[Task to carry out]
Print every entry, word for word, and skip the images.

start Data shown

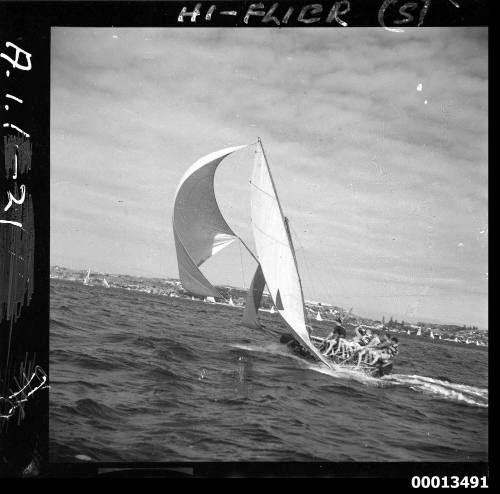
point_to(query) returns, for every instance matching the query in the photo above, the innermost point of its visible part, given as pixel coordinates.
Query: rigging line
(262, 190)
(306, 264)
(241, 260)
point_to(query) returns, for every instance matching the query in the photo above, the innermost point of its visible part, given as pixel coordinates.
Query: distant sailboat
(200, 231)
(86, 281)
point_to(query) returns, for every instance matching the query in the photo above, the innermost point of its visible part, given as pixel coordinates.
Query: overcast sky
(377, 141)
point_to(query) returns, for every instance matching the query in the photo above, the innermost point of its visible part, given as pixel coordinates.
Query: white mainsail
(275, 252)
(200, 231)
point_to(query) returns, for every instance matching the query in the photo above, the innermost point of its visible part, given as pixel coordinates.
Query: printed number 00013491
(453, 482)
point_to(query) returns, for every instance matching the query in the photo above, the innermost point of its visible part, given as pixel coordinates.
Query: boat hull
(378, 370)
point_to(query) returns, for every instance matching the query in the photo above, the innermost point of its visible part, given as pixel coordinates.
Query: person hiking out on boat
(373, 341)
(332, 343)
(385, 351)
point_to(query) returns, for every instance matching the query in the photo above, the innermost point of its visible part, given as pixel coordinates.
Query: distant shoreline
(172, 287)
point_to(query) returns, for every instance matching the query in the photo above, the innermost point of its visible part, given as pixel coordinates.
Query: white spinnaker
(200, 230)
(275, 253)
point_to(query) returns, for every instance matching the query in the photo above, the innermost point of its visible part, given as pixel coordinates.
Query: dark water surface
(138, 377)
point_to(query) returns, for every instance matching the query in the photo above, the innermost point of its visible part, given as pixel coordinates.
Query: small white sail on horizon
(86, 281)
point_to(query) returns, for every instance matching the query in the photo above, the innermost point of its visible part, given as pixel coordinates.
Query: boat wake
(438, 388)
(463, 393)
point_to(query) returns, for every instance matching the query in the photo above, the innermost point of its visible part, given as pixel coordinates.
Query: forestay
(200, 230)
(275, 251)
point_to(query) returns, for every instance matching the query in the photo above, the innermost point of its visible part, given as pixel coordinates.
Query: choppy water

end Data shown

[Response to this task]
point_to(query) returns, for every instance matching the query in the photo above, the innermost point of its visible part, given as pixel coordinates.
Query: rigging line
(262, 190)
(306, 264)
(241, 260)
point_to(query) returns, for every instance matching the query in the photo above, the innermost point of its visible part, given as pixel coordinates.
Query: distant sailboat
(200, 231)
(86, 281)
point_to(query) returns, for every instance matching the query in the photo above, the innermost point of its visible part, given as pixel coordinates.
Query: overcast sky
(377, 141)
point_to(query) returns, for every instance matching the query in the photo above, the innermost point of its visible part, given as pixel coordinates.
Query: white mainsail
(275, 252)
(200, 231)
point_to(query) returns, for every instance matching the query in the photo above, the innermost point of its visible part, given as pixel coordinates.
Query: printed number 00013491
(453, 482)
point_to(query) returns, for every instance matching the query in the photo above, the innermost point of its visible part, given as pixel coordinates.
Query: boat hull
(378, 370)
point_to(query) returns, for every instance matching the query in the photo above, the innermost point of its visible part, given as pixel coordinates.
Query: person hiking out on boat
(373, 341)
(332, 343)
(385, 351)
point_to(query) returns, for every instance matching the query in the photo above, the innermost point of its visible part, given as pixel coordinates.
Query: distant shoreline
(172, 287)
point_to(query) returns, for every instance matching the query in the photo above, the innermost point of its visible part, given as pixel coordinates.
Query: white spinnaker
(200, 230)
(275, 253)
point_to(query) returns, for every instance matching the query in the photo above, the innermost point of its visible part, given as pixel coordinates.
Query: dark water surface
(138, 377)
point_to(query) returns, for every instance matching the query in the photo above, the innermost point of its visible part, given as pixel coordinates.
Query: small white sail on horizon
(86, 281)
point_to(query) returns, for every instance matching the query in the photo above, the innermost point of its visible part, given as pixel coordinates.
Query: boat wake
(438, 388)
(463, 393)
point_to(query) returns, for every instance matching the query in the photo above, the innermost point of its visible part, given as pixel coordinates.
Query: forestay
(200, 230)
(275, 251)
point_to(query) returns, for every instance matching the query in the photo above, the innermost point of its visible part, given as pixel coordinates.
Query: choppy water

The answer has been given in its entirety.